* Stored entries
►

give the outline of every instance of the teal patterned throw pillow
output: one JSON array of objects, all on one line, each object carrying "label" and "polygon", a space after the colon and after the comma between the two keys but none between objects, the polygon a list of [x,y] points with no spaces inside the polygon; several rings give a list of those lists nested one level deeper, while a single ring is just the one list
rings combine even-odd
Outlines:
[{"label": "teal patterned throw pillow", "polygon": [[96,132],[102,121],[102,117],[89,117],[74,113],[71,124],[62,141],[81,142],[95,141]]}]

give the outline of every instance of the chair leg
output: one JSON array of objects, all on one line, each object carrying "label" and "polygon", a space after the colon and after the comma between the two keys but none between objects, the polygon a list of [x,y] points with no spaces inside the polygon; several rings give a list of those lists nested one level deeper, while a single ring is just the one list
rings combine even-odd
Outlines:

◄

* GOAL OF THE EXERCISE
Please return every line of the items above that contains the string "teal", treating uppercase and lowercase as different.

* COMPLETE OUTPUT
give the outline of every instance of the teal patterned throw pillow
[{"label": "teal patterned throw pillow", "polygon": [[96,132],[102,121],[102,117],[89,117],[74,113],[71,124],[62,141],[81,142],[95,141]]}]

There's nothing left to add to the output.